[WORK TO COMPLETE]
Reproduce the lines between the one holding "Query: hanging catkin" and the one holding "POLYGON ((188 258, 201", inclusive. Copy the request lines unchanged, but rescale the answer outline by multiplying each of its coordinates by 1.9 and rounding to the nearest whole number, with halves rounded up.

[MATERIAL PROVIDED]
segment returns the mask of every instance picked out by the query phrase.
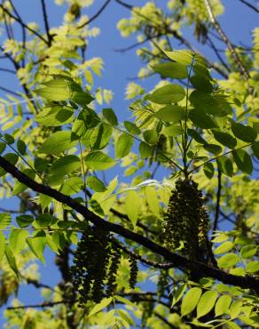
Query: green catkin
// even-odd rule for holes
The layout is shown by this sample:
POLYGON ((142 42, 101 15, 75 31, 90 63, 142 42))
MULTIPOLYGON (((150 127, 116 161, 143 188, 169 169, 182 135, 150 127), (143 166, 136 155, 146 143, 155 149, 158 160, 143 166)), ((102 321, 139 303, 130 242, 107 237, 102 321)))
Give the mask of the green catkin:
POLYGON ((157 282, 157 296, 162 297, 169 285, 169 269, 161 269, 157 282))
POLYGON ((135 257, 130 256, 129 258, 130 261, 130 287, 131 289, 135 288, 135 285, 137 284, 137 272, 138 272, 138 268, 137 268, 137 261, 136 260, 135 257))
POLYGON ((122 250, 114 245, 111 251, 110 268, 108 271, 106 296, 110 297, 116 289, 116 276, 122 257, 122 250))
POLYGON ((208 215, 202 205, 202 193, 192 180, 177 181, 163 221, 163 237, 168 247, 184 244, 188 258, 202 261, 206 251, 208 215))
POLYGON ((103 297, 110 255, 108 237, 107 232, 90 228, 78 243, 71 271, 81 307, 89 300, 99 302, 103 297))

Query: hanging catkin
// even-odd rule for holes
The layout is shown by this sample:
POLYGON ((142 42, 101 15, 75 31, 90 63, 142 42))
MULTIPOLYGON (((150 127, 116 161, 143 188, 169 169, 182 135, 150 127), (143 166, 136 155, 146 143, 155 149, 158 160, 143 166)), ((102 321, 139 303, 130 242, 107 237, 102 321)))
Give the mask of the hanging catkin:
POLYGON ((188 258, 201 260, 206 250, 208 216, 202 205, 202 193, 192 180, 177 181, 163 221, 168 247, 182 251, 188 258))

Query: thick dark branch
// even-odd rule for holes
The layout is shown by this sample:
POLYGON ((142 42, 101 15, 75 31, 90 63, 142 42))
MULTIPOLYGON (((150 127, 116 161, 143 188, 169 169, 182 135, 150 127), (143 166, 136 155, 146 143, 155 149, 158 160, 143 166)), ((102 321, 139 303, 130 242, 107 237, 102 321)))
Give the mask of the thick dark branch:
POLYGON ((92 17, 90 17, 85 23, 79 25, 78 28, 82 28, 85 26, 91 23, 94 20, 96 20, 103 12, 103 11, 106 9, 106 7, 109 4, 111 0, 106 0, 104 3, 104 4, 100 7, 100 9, 92 17))
POLYGON ((158 312, 153 313, 156 317, 158 317, 160 320, 161 320, 165 325, 167 325, 169 328, 175 329, 177 328, 175 325, 173 325, 166 317, 162 317, 158 312))
POLYGON ((244 75, 246 79, 248 80, 250 78, 249 72, 247 70, 246 67, 242 63, 242 60, 240 60, 240 58, 239 58, 239 54, 237 53, 235 48, 233 47, 232 44, 228 39, 226 34, 222 29, 219 22, 216 20, 216 18, 214 16, 214 13, 212 12, 212 8, 211 8, 211 5, 209 4, 209 0, 204 0, 204 4, 205 4, 205 6, 206 6, 207 11, 208 11, 208 17, 209 17, 215 29, 216 30, 216 32, 218 33, 218 35, 220 36, 222 40, 227 45, 229 51, 231 52, 233 59, 234 59, 236 64, 238 65, 238 67, 239 68, 241 73, 244 75))
POLYGON ((2 10, 6 12, 9 17, 11 17, 12 19, 13 19, 14 20, 16 20, 18 23, 20 23, 23 28, 27 28, 28 31, 30 31, 32 34, 34 34, 35 36, 38 36, 38 38, 40 38, 41 40, 43 40, 45 44, 48 44, 48 41, 45 40, 37 31, 35 31, 35 29, 31 28, 29 26, 27 26, 27 24, 24 23, 24 21, 20 18, 20 17, 16 17, 14 15, 12 15, 12 12, 10 12, 6 8, 4 8, 4 6, 3 4, 0 4, 0 8, 2 8, 2 10))
MULTIPOLYGON (((21 17, 20 16, 19 12, 15 8, 14 4, 12 4, 12 1, 9 0, 9 2, 11 4, 12 7, 13 12, 16 14, 16 16, 20 20, 22 20, 21 17)), ((22 35, 22 48, 24 49, 24 51, 26 51, 26 28, 25 28, 24 26, 21 26, 21 35, 22 35)), ((25 66, 25 59, 22 60, 22 65, 25 66)))
POLYGON ((255 11, 255 12, 259 12, 259 9, 257 9, 255 5, 251 4, 250 3, 248 3, 248 1, 247 0, 239 0, 240 3, 246 4, 247 7, 253 9, 253 11, 255 11))
POLYGON ((12 92, 11 89, 0 86, 0 90, 3 90, 3 92, 8 92, 8 93, 12 93, 14 96, 21 97, 20 93, 12 92))
POLYGON ((43 302, 42 304, 32 304, 32 305, 20 305, 20 306, 10 306, 6 309, 12 310, 12 309, 42 309, 42 308, 52 308, 53 306, 59 305, 59 304, 71 304, 69 301, 48 301, 43 302))
POLYGON ((217 228, 218 219, 219 219, 219 212, 220 212, 220 198, 221 198, 221 171, 218 170, 217 172, 217 191, 216 191, 216 212, 215 212, 215 219, 213 223, 213 230, 216 231, 217 228))
POLYGON ((204 263, 199 261, 194 261, 188 260, 185 257, 180 256, 178 254, 173 253, 165 247, 157 245, 156 243, 149 240, 148 238, 132 232, 121 225, 114 224, 106 221, 102 220, 95 213, 91 213, 84 205, 79 204, 77 201, 74 200, 68 196, 43 184, 39 184, 23 173, 21 173, 15 165, 12 164, 9 161, 4 159, 4 157, 0 156, 0 166, 4 169, 7 173, 11 173, 14 178, 16 178, 20 182, 25 184, 28 188, 32 189, 35 192, 42 193, 55 200, 68 205, 75 212, 81 213, 86 220, 90 221, 91 223, 97 227, 107 230, 110 232, 116 233, 124 238, 134 241, 144 247, 149 249, 154 253, 157 253, 164 257, 169 261, 174 263, 174 265, 180 269, 190 269, 191 271, 195 271, 200 273, 203 277, 210 277, 222 281, 224 284, 239 285, 241 288, 256 290, 259 293, 259 280, 253 277, 239 277, 232 274, 225 273, 217 269, 210 268, 204 263))
POLYGON ((211 38, 209 36, 208 36, 208 44, 209 44, 208 45, 214 50, 214 52, 216 53, 216 56, 218 58, 219 61, 225 68, 225 69, 227 70, 227 72, 231 72, 230 68, 227 66, 226 62, 222 58, 222 56, 220 54, 220 52, 216 47, 216 45, 214 44, 213 41, 211 40, 211 38))
POLYGON ((13 69, 10 69, 10 68, 0 68, 0 71, 16 74, 16 72, 13 69))
POLYGON ((48 20, 45 0, 41 0, 41 3, 42 3, 43 13, 43 20, 44 20, 45 30, 46 30, 46 34, 47 34, 47 36, 48 36, 48 45, 50 47, 51 45, 52 36, 50 34, 50 25, 49 25, 49 20, 48 20))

[WRITTEN ANSWER]
Query: hanging catkin
// even-odd rule for holes
The layout is shown by this sample:
POLYGON ((142 42, 101 15, 75 31, 90 63, 142 42))
MULTIPOLYGON (((150 127, 116 161, 143 188, 169 169, 182 135, 150 127), (143 166, 136 155, 146 143, 155 149, 158 160, 143 166)), ((102 321, 139 303, 130 242, 107 237, 102 321)))
Give the mask of the hanging catkin:
POLYGON ((357 490, 382 494, 391 475, 395 410, 384 390, 384 367, 365 342, 336 344, 310 420, 319 469, 346 477, 357 490))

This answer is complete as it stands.